Exercise task: What do the lines say from the one containing "of the black" to the end of the records? Restate them word for word, and only those.

* Begin Data to use *

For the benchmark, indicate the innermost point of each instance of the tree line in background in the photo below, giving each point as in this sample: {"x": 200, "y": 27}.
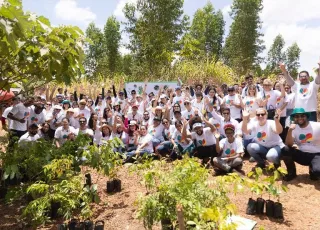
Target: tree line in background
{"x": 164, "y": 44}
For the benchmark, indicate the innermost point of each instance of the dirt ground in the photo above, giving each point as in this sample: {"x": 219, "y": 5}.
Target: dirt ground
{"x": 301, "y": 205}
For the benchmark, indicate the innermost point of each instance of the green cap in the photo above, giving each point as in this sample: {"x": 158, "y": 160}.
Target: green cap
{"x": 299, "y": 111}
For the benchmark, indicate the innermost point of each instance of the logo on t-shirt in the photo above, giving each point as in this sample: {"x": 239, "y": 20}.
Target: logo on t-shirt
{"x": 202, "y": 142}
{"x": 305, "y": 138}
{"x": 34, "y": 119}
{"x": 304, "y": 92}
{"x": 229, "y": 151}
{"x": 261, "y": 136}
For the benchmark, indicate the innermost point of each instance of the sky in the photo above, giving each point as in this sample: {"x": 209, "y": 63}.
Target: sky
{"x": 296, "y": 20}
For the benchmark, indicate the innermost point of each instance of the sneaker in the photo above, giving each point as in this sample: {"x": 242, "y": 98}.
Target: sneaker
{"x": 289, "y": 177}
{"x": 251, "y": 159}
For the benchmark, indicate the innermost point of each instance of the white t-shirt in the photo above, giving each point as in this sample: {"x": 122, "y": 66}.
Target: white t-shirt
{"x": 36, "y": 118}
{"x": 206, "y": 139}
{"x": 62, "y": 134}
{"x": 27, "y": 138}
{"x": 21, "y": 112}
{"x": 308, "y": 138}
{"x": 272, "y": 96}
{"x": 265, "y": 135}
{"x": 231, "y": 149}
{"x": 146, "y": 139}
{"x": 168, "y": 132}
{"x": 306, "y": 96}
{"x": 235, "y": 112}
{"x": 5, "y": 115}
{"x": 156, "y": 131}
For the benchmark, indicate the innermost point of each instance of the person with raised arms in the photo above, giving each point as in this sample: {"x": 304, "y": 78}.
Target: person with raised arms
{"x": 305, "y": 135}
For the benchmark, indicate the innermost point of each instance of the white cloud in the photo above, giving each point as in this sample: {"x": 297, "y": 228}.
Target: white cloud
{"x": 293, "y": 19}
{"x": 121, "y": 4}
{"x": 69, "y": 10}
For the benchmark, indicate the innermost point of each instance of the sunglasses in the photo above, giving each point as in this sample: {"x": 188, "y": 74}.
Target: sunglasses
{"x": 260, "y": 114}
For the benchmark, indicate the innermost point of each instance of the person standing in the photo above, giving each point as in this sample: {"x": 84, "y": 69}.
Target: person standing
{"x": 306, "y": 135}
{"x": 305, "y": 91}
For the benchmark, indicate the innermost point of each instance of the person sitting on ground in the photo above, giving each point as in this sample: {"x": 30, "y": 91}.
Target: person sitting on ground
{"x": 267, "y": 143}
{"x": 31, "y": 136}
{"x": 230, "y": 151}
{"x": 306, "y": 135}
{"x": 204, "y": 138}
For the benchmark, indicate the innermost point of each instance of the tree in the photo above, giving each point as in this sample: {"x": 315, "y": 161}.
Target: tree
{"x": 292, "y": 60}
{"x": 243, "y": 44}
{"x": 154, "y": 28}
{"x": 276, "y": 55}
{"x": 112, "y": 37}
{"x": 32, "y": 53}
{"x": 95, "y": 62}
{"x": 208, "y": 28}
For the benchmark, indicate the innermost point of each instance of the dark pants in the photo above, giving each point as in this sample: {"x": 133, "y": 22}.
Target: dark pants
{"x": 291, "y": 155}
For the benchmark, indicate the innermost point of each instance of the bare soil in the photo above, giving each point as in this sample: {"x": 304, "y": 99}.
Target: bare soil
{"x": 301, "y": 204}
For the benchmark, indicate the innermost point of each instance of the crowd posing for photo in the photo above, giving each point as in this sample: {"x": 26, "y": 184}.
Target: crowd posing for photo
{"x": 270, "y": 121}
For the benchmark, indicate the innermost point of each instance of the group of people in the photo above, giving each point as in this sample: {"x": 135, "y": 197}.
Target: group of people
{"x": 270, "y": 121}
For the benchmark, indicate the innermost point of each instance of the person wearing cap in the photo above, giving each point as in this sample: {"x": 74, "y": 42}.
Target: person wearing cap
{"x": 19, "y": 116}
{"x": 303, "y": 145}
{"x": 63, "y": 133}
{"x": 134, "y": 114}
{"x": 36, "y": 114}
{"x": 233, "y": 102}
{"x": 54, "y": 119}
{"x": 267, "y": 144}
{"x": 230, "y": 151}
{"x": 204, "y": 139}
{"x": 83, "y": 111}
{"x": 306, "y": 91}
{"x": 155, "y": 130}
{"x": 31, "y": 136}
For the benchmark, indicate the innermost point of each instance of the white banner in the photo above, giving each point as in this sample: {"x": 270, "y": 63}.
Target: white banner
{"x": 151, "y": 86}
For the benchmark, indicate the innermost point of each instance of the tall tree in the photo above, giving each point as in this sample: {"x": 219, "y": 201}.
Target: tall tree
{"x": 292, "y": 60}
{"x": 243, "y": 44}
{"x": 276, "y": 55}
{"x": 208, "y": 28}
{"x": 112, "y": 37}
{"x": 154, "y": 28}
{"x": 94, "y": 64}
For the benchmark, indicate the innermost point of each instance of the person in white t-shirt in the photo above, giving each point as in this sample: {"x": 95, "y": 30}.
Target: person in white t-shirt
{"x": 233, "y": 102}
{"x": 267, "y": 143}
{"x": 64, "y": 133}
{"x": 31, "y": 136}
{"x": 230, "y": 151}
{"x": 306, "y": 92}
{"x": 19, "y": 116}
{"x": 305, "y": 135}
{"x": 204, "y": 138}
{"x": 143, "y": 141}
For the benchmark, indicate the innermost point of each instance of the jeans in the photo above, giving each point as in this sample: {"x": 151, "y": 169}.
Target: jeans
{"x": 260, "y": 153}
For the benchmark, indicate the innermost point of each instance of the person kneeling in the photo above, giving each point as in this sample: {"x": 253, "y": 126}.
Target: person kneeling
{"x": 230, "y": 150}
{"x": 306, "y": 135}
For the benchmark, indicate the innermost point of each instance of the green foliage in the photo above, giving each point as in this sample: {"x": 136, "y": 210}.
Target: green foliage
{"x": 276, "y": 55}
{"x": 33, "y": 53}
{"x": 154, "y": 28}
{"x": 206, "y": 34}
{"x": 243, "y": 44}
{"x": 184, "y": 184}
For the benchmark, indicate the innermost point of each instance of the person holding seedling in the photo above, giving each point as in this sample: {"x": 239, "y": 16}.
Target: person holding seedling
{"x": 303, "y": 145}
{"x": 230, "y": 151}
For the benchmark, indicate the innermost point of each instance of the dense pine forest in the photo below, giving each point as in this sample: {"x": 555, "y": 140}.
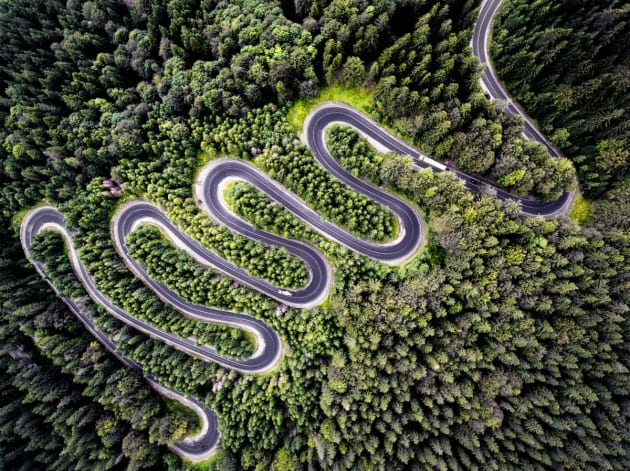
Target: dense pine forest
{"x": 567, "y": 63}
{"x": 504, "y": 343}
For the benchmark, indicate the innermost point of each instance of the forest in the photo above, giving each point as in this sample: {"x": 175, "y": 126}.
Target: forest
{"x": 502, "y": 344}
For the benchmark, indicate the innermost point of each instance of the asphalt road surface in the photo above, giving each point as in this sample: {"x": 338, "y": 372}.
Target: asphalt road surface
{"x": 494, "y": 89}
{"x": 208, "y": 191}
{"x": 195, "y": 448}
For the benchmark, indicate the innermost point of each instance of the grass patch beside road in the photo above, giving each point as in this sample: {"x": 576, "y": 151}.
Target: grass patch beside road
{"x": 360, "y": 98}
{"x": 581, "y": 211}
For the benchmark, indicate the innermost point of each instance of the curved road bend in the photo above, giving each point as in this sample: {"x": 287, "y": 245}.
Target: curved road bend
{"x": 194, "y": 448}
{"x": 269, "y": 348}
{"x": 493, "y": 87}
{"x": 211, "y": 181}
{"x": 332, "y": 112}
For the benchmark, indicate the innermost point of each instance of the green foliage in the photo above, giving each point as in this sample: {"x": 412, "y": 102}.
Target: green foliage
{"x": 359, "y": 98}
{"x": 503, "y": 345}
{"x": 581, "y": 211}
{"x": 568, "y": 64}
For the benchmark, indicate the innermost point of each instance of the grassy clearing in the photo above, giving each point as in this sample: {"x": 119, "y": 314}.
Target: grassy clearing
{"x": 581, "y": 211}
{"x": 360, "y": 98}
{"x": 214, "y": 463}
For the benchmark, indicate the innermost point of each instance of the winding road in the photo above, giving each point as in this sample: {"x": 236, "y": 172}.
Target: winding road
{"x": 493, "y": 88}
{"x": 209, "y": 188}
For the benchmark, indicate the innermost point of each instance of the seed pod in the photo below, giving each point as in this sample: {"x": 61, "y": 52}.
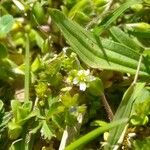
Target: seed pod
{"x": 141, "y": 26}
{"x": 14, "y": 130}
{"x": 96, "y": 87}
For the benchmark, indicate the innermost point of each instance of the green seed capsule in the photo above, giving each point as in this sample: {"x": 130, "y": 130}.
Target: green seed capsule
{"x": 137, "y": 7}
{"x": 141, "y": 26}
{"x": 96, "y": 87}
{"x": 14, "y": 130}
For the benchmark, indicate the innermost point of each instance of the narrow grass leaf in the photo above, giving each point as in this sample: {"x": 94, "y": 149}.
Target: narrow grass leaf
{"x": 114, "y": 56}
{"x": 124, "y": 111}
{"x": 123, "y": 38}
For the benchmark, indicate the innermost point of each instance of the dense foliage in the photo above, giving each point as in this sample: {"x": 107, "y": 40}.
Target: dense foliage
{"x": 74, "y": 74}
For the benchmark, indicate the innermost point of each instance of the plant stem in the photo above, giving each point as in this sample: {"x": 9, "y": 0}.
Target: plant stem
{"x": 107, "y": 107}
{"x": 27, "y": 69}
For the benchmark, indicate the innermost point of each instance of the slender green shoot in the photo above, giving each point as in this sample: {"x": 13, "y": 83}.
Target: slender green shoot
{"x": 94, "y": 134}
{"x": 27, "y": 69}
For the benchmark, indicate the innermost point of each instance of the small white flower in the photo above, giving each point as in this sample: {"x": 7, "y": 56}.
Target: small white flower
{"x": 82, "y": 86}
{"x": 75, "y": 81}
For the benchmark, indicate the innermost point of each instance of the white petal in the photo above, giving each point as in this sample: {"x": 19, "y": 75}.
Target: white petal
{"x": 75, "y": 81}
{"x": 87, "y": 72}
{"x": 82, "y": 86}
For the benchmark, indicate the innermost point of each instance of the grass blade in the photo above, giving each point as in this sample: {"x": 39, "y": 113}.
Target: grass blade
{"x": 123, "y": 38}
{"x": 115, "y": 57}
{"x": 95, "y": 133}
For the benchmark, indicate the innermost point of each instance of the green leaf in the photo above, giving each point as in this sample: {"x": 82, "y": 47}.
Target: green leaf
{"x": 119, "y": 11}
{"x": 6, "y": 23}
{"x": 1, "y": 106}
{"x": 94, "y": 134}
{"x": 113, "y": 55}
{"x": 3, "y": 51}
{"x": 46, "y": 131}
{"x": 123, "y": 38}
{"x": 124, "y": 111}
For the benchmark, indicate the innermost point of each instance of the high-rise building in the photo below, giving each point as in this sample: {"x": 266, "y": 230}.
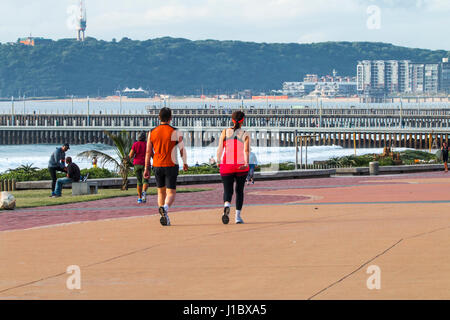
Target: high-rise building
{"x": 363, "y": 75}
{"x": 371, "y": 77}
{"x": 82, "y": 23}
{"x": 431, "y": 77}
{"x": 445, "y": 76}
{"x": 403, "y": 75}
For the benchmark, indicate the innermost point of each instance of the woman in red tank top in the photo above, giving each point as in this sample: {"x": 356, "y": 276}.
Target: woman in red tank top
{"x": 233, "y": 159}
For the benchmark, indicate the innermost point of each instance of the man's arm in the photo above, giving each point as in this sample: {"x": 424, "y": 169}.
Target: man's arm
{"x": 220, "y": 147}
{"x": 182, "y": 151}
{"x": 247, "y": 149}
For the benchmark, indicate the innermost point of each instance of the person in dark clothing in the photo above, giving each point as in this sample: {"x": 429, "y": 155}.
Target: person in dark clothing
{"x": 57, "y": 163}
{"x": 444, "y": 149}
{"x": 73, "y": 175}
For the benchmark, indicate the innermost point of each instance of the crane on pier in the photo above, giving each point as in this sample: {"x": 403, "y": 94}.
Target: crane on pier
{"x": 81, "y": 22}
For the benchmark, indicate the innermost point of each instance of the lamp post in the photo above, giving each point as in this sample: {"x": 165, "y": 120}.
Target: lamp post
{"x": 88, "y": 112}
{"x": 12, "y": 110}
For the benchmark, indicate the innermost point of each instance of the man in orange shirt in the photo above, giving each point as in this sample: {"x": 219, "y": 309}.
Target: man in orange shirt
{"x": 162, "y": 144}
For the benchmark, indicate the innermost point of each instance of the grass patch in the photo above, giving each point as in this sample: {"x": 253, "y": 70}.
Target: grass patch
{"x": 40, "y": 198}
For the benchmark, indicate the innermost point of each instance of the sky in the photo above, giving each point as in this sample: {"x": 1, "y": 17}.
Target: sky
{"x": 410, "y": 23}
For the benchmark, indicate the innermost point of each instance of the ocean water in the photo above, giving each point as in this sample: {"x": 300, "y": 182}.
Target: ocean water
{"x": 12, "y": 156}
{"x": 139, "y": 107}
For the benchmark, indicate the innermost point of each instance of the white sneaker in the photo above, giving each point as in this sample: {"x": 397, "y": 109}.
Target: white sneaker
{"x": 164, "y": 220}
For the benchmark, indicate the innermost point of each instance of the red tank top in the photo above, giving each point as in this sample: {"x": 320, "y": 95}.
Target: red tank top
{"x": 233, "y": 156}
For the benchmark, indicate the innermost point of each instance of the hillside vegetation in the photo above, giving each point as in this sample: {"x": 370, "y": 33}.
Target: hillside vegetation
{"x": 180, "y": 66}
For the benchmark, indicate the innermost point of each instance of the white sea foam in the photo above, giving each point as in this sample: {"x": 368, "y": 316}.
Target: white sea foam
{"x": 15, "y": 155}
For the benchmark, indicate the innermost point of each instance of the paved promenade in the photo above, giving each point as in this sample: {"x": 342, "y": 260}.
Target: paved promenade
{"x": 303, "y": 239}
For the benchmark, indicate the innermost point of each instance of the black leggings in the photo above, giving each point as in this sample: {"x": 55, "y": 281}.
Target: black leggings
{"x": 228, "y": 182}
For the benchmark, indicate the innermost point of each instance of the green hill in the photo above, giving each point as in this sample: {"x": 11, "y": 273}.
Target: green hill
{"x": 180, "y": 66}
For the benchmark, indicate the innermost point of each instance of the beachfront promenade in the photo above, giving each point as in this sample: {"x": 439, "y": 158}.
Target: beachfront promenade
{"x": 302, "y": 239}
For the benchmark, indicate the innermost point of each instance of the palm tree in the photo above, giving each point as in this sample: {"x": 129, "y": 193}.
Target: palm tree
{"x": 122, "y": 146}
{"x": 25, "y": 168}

* End Data to use *

Response to this exercise:
For the benchmark, indicate the innermost point of each instance of the black leggings in the photo above, giving each point as in this sample: {"x": 55, "y": 281}.
Target: black leggings
{"x": 228, "y": 182}
For the benchmark, indicate the innermost point of each instance of the green hill in the photo above, giving each point as in this sample: {"x": 11, "y": 273}.
Target: green hill
{"x": 180, "y": 66}
For the benchmark, indicate the innermost point of each instance of the beachfront promenade in the photo above, giving each point as in this sample: {"x": 439, "y": 158}.
Target: beachfront promenade
{"x": 302, "y": 239}
For the benchmark, indicate the innermost point of each instance of the palm tree in the photo above, giving each point as in this sample: {"x": 129, "y": 193}.
Target: palm tree
{"x": 122, "y": 146}
{"x": 25, "y": 168}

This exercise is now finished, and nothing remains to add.